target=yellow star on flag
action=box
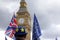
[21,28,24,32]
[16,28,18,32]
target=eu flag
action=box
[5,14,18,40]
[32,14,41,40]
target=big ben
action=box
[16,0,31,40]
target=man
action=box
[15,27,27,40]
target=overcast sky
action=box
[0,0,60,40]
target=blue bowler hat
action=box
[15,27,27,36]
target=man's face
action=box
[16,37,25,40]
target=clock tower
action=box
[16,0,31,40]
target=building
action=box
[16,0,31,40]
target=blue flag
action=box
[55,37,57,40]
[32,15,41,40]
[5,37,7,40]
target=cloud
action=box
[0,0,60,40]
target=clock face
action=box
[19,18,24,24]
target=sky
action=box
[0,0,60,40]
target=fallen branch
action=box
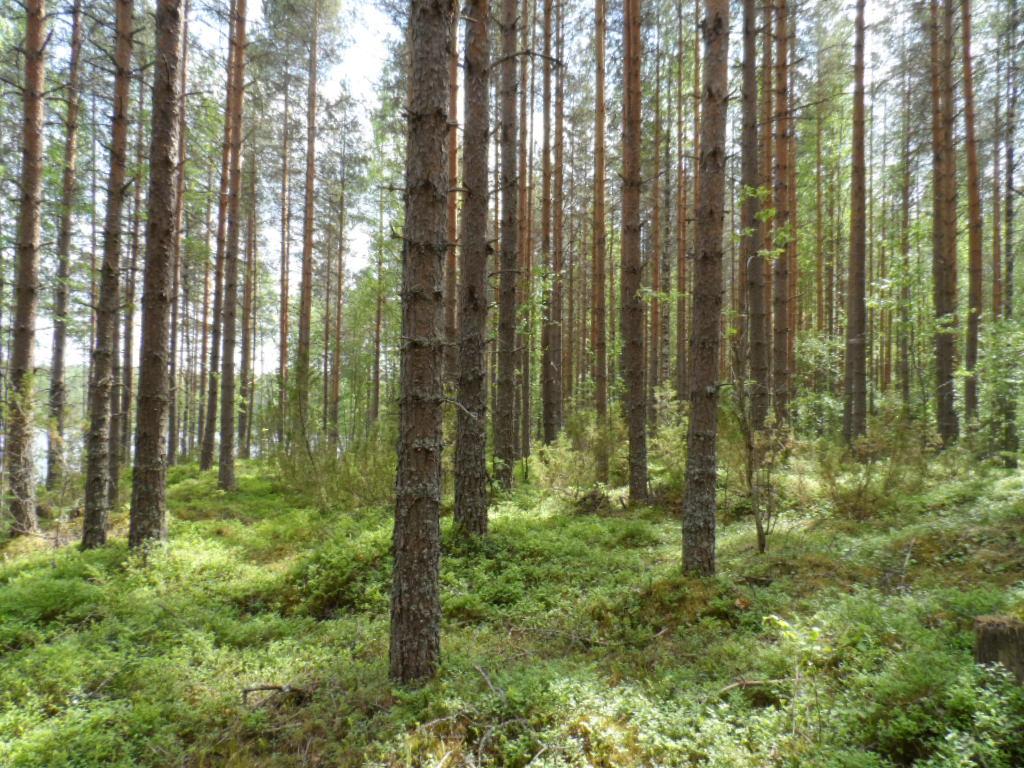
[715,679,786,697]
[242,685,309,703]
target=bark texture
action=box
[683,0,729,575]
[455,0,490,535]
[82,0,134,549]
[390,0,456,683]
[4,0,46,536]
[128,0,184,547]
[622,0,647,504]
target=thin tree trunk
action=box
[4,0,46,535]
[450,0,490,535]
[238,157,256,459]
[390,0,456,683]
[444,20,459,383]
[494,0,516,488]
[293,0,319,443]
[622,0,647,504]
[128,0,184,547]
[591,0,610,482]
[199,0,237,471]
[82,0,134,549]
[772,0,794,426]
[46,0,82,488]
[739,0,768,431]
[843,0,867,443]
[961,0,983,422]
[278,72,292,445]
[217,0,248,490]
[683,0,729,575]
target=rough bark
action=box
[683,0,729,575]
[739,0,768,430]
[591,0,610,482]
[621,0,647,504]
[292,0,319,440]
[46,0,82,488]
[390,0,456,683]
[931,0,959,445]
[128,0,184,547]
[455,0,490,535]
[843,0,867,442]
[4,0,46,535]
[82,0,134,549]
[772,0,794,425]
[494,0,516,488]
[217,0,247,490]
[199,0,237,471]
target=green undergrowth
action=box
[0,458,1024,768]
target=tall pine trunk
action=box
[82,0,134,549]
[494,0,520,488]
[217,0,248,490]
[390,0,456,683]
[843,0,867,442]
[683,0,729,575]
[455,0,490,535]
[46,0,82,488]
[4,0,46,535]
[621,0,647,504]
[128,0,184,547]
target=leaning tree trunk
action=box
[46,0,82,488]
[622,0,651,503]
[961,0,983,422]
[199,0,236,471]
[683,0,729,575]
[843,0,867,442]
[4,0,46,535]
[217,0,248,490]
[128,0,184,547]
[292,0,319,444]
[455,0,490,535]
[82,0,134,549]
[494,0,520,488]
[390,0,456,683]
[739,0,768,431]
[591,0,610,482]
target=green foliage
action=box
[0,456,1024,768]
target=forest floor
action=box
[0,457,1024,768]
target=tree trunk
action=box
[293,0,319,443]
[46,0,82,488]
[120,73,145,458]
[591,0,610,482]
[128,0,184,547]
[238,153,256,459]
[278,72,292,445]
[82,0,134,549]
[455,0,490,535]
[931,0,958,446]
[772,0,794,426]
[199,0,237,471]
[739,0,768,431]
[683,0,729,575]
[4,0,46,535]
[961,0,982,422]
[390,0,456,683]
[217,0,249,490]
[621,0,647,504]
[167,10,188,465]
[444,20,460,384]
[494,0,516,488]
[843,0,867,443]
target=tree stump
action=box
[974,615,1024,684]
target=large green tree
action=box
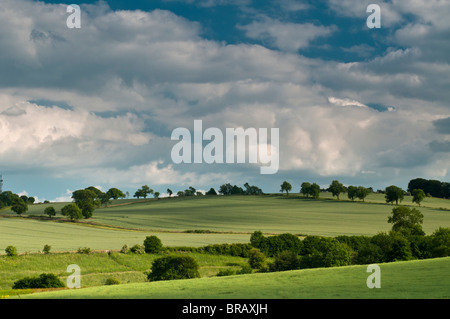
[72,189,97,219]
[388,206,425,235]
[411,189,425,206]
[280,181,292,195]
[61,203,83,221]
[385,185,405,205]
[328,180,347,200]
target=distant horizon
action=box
━━━━━━
Count the lines of the records above that contain the string "clock". Give only the number.

### SOLVED PROBLEM
2